[EXERCISE] Beneath this instruction is a listing. Transcribe from it only the stretch from the line with "For full credit, report the precise bounding box of the audience" through the line with "For full credit, report the precise bounding box of the stage", both end lines included, exactly as written.

[MATERIAL FOR THIS TASK]
-.-.-
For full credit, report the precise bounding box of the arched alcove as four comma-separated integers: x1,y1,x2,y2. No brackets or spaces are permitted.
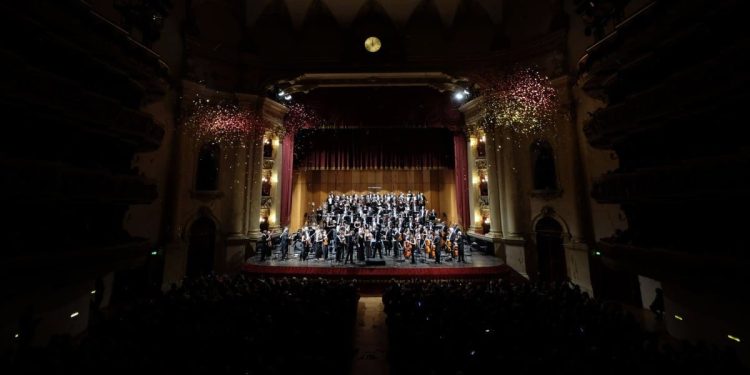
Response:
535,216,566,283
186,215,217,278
-.-.-
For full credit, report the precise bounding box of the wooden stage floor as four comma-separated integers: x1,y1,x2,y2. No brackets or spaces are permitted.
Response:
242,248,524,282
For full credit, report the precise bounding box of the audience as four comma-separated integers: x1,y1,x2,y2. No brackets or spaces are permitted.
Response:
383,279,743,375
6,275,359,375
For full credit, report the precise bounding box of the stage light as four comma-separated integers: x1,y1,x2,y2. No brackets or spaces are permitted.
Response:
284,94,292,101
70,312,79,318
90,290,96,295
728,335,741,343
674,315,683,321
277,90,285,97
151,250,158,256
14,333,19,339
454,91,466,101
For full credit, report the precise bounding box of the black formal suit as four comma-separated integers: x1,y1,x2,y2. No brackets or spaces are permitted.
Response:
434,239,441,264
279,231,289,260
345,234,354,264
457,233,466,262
-.-.-
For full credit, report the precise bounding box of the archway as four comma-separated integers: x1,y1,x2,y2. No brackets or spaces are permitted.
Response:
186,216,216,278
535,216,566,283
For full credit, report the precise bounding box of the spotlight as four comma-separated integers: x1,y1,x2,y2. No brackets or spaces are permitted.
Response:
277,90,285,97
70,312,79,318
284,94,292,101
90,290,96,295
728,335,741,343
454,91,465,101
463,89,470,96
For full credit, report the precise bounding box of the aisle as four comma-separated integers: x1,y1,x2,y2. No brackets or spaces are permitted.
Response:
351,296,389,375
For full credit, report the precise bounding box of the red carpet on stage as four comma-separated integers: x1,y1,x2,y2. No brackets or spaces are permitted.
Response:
-.-.-
[TASK RESULT]
For full credit, report the precise bounding box of the audience as four comma-separated integers: x1,y1,x2,y2. No brackets or spaces are permitted.
Response:
383,279,743,375
6,275,359,375
For full credit, report the precise bounding box of the stage light as four comma-separated integers: x1,y1,x2,y2. No brackets or spaces are permitted.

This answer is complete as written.